Belge:
::::::

Çarşamba, Ocak 04, 2006

organik, niki niki nik...

Posted by Picasa
Organik yiyecekler beni cok dusunduruyor, yeni yila daha saglikli bir yasam surmeyi umut ederek girmek adettendir ya, bugunlerde yedigim ictigim gozume daha da cok batiyor.

Gectigimiz yillarda faydali bir aliskanlik gelistirmis, her yil hayatimdan zararli olan iki seyi cikaracagimi hedeflemistim. Her gun ictigim on bes tane caya attigim iki sekeri ve litrelerce ictigim diet cola'yi bu sekilde biraktim, cok da memnunum. Ayni sekilde beyaz seker ve beyaz un kullanmayi da denedim ama ne yazik ki zor bisey kepekli un aramak her yerde, ben de usengec bir insanim bir un almaya yan koye, degirmene gidemem.

Organik meyve sebze tuketmek de bu saglikli yasam hezeyanlari icinde sigarayi birakmadan evvelki son durak, ama beni zorluyor epey. Oncelikle organik yiyecekler cok pahali: eger yedigim ictigim herseyi organik almaya karar verirsem cok saglikli bir rejimimiz olacagindan eminim, ayin son bes gunu ac yasayacagimiz icin bir tur detoks bile olabilir hatta.

Ayrica organik yiyecekler cok ama cok cirkin tipliler: Uzgunum elma aldigimda curuk carik olmamasini istiyorum ben, salondaki canagin icinde durduklari icin meyvelerim, cogu zaman renk uyumuna gore meyve aldigim bile soylenebilir. Her ne kadar Turkiye'den dondugumde sekiz hafta evvel aldigim elmalarin hala piril piril oldugunu gormek beni korkuttuysa da (bu kadar dayandigina gore kim bilir icinde neler vardir, di mi?) bi ton para odedigim seylerin bir de yamuk yumuk olmasina katlanamam.

Hem oyle olaganustu, sahane bir tad da almiyorum organik seylerden, aksine mevyelerin- belki de dogal oldugu icin oyle geliyor- daha az tatli, sebzelerin ise 'tuhaf' geldigini soyleyebilirim. Organik et ise buyuk bir palavra bence, Rick Stein'in pek sevdigi yemek yarismalarindan da gorecegimiz gibi (Rick Stein supermarketten, kasaptan ve organik bir ciftlikten aldigi kuzuyu/ tavugu vs.yi pisirip denetiyor millete, kendisi de yiyor, hangisi hangisi diye tahmin ediyorlar) yillardir 'cop' yemege alismis damagimiza tuhaf geliyor o tadlar, katki maddelerini ariyoruz.

Yine de kizlarin regl olma yasinin giderek dustugunu, kucucuk kiz cocuklarinin memeleri oldugunu, yok efendim obezitenin alip basini gittigini (ben cocukken her sinifta en fazla uc bes sisko olurdu, simdi cocuklar kocamanlar) gorunce diyorum ki, bir gun cocugum olursa ona organik seyler yediririm sadece.

::::::

Organik yiyecekler üzerine yazılmış bu metni kaldığı yerden sürdürün. Ardından gelen malzemenin bu işle hiçbir ilgisi yoktur.

Veri bölümü:
::::::

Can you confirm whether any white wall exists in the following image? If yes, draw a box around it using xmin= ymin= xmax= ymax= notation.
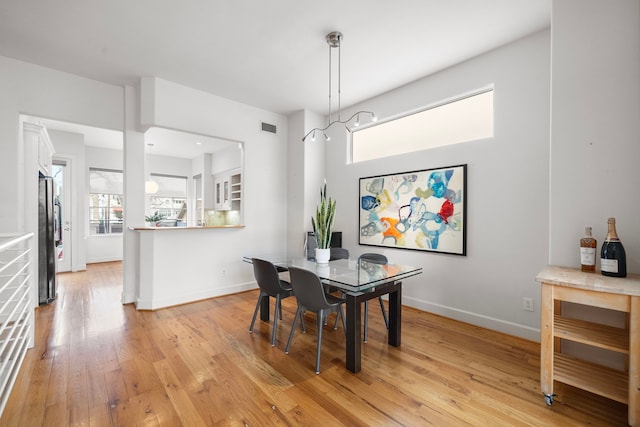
xmin=549 ymin=0 xmax=640 ymax=273
xmin=0 ymin=57 xmax=123 ymax=233
xmin=326 ymin=31 xmax=550 ymax=340
xmin=549 ymin=0 xmax=640 ymax=369
xmin=125 ymin=78 xmax=287 ymax=308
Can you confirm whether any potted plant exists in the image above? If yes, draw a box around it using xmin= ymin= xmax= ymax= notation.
xmin=144 ymin=211 xmax=164 ymax=227
xmin=311 ymin=181 xmax=336 ymax=264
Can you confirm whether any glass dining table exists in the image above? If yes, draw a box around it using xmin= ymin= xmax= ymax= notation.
xmin=243 ymin=256 xmax=422 ymax=373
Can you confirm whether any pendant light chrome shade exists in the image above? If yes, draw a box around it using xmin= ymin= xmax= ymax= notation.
xmin=302 ymin=31 xmax=378 ymax=142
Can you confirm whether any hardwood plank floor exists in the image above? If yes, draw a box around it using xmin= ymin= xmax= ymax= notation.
xmin=0 ymin=263 xmax=627 ymax=426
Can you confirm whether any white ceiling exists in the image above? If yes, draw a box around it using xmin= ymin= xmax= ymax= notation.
xmin=0 ymin=0 xmax=551 ymax=149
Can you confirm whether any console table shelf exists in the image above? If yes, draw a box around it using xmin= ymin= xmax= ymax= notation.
xmin=536 ymin=266 xmax=640 ymax=426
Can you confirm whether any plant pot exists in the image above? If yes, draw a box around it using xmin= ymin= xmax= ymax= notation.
xmin=316 ymin=248 xmax=331 ymax=264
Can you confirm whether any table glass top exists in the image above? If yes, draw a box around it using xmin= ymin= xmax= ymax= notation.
xmin=244 ymin=257 xmax=422 ymax=292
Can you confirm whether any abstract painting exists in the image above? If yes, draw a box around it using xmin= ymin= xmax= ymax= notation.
xmin=359 ymin=164 xmax=467 ymax=255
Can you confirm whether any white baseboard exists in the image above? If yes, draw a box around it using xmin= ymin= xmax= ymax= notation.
xmin=402 ymin=295 xmax=540 ymax=342
xmin=136 ymin=282 xmax=258 ymax=310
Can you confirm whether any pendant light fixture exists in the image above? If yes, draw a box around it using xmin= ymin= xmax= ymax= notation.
xmin=302 ymin=31 xmax=378 ymax=142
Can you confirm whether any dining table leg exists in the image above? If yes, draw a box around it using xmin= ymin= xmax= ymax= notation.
xmin=345 ymin=294 xmax=362 ymax=373
xmin=388 ymin=282 xmax=402 ymax=347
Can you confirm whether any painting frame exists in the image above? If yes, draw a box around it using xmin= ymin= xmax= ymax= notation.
xmin=358 ymin=164 xmax=467 ymax=256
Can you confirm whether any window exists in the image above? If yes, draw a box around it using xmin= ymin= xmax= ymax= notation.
xmin=147 ymin=174 xmax=187 ymax=227
xmin=351 ymin=89 xmax=493 ymax=163
xmin=89 ymin=168 xmax=124 ymax=235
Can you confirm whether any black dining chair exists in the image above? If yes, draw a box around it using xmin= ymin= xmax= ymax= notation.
xmin=249 ymin=258 xmax=304 ymax=347
xmin=284 ymin=267 xmax=346 ymax=374
xmin=358 ymin=252 xmax=389 ymax=342
xmin=329 ymin=248 xmax=349 ymax=261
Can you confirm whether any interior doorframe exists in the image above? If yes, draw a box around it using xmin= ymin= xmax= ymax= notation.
xmin=53 ymin=154 xmax=84 ymax=272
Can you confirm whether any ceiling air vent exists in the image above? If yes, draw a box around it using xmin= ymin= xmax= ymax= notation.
xmin=262 ymin=122 xmax=276 ymax=133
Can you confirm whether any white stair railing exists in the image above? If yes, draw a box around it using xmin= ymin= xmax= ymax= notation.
xmin=0 ymin=233 xmax=37 ymax=415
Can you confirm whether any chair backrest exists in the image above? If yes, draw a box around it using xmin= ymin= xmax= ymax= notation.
xmin=359 ymin=252 xmax=389 ymax=264
xmin=251 ymin=258 xmax=285 ymax=296
xmin=289 ymin=267 xmax=331 ymax=312
xmin=329 ymin=248 xmax=349 ymax=261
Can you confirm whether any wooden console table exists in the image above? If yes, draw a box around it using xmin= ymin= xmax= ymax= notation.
xmin=536 ymin=266 xmax=640 ymax=426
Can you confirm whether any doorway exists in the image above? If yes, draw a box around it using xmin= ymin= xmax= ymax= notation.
xmin=51 ymin=158 xmax=73 ymax=273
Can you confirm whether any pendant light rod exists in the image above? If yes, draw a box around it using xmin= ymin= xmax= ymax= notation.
xmin=302 ymin=31 xmax=378 ymax=142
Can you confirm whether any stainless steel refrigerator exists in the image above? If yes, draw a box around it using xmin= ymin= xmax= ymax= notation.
xmin=38 ymin=173 xmax=57 ymax=305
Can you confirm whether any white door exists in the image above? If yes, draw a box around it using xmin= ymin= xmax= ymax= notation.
xmin=51 ymin=158 xmax=72 ymax=273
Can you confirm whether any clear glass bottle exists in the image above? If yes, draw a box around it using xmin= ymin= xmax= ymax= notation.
xmin=580 ymin=227 xmax=598 ymax=272
xmin=600 ymin=218 xmax=627 ymax=277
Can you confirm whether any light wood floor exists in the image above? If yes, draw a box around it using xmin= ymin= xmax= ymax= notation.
xmin=0 ymin=263 xmax=626 ymax=426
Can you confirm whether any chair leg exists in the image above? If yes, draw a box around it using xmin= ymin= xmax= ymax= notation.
xmin=249 ymin=294 xmax=262 ymax=332
xmin=300 ymin=311 xmax=307 ymax=334
xmin=378 ymin=297 xmax=389 ymax=330
xmin=284 ymin=306 xmax=306 ymax=354
xmin=364 ymin=301 xmax=369 ymax=342
xmin=271 ymin=294 xmax=282 ymax=347
xmin=334 ymin=305 xmax=347 ymax=334
xmin=316 ymin=310 xmax=324 ymax=375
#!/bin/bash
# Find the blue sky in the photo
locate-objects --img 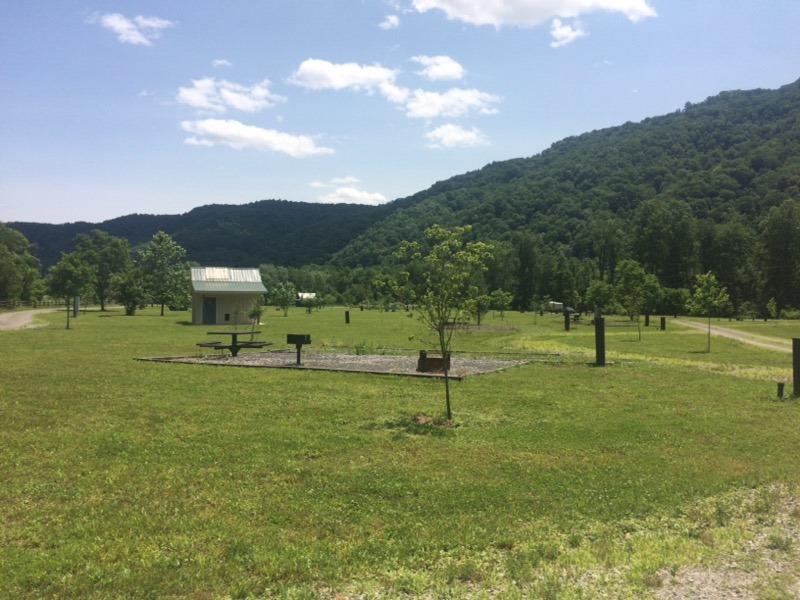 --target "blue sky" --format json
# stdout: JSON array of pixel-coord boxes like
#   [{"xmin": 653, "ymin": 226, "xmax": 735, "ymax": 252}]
[{"xmin": 0, "ymin": 0, "xmax": 800, "ymax": 222}]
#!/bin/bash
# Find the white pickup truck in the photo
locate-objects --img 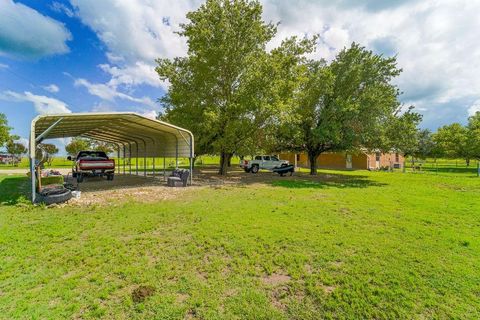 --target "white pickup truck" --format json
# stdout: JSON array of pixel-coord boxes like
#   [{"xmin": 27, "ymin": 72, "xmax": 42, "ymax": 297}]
[{"xmin": 240, "ymin": 156, "xmax": 289, "ymax": 173}]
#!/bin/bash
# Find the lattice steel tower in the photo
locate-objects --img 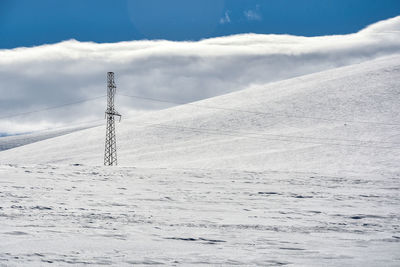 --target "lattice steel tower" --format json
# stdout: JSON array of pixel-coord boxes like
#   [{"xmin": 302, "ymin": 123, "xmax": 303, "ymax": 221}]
[{"xmin": 104, "ymin": 72, "xmax": 121, "ymax": 166}]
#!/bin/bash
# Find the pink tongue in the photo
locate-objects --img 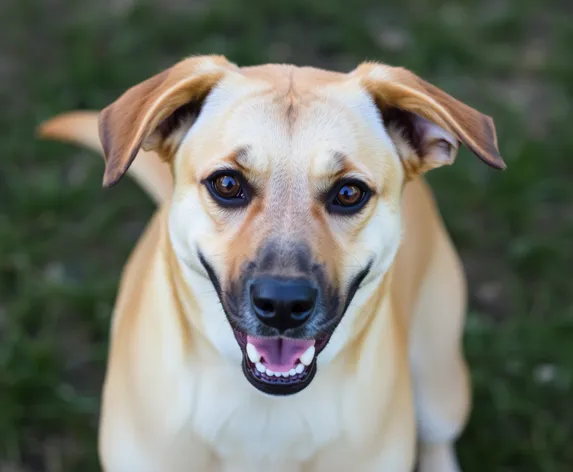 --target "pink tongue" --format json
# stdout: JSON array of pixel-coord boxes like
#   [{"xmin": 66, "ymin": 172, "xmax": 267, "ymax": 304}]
[{"xmin": 247, "ymin": 336, "xmax": 314, "ymax": 372}]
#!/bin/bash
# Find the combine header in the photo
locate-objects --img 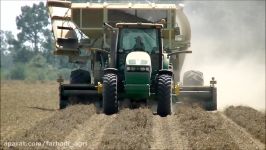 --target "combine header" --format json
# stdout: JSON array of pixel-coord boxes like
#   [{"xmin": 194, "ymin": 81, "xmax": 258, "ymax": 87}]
[{"xmin": 47, "ymin": 0, "xmax": 217, "ymax": 116}]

::::::

Görevin sonucu:
Belki sigarayi birakinca kar ettigim parayi da organik yiyeceklere yatiririm, kim bilir?

04 Ocak, 2006 12:10, Blogger Ilgaz Gürses boyle dedi...

Organik yiyecekler iyi hoş da ıspanak mevsiminde pazarda körpe ıspanaklar 1 milyonken organik diye pakette satılan eciş bücüş olanların 3-5 milyona satılması bana saçma geliyor. Suniliği ve zararı açık seçik ortada olan gıdalardan (örneğin kola, cips, şeker, katı yağlar vs.)uzak durabilsek bile bence yeterli olur sağlıklı beslenmek için. Ama genleriyle oynanmış gıdalara diyecek lafım yok, bence tam bir rezalet onlar. Yakın gelecekte herkesin fantezisi kendi çiftliğinde üretip yemek olacak bence. Ondan sonra da avcı-toplayıcı döneme gireriz artık :)

 
04 Ocak, 2006 12:12, Blogger mono boyle dedi...

walla türkiye bu anlamda daha yavaş bozuluyo, hala küflenen ekmekler, bozulan sebze meyveler satın alabildiğimize göre, umarım böle devam eder, zira içinde bi kurtun yaşamak istemediği bi kayısıyı ben de yemek istemiyorum :)

 
04 Ocak, 2006 12:14, Blogger mono boyle dedi...

ha bi de doğal olup olmadığını bilmediğim baby sebzeler var minik minik kabaklar patlıcanlar havuçlar mısırlar falan, görüntüleri beni cezbetse de direniyorum şimdilik.

 
04 Ocak, 2006 12:21, Blogger elif boyle dedi...

yarama parmak basmışsınız. fakat ben (amsterdam'da) öyle sonu gelmez çeşitlilikte organik sebze meyve bulamıyorum. bir kuru ve paketli ürünler var (yediğim müsli gibi) bir de bazen domatesin organiğinden bulabiliyorum. nerede o meyveler filan?

 
04 Ocak, 2006 12:29, Blogger Deniz boyle dedi...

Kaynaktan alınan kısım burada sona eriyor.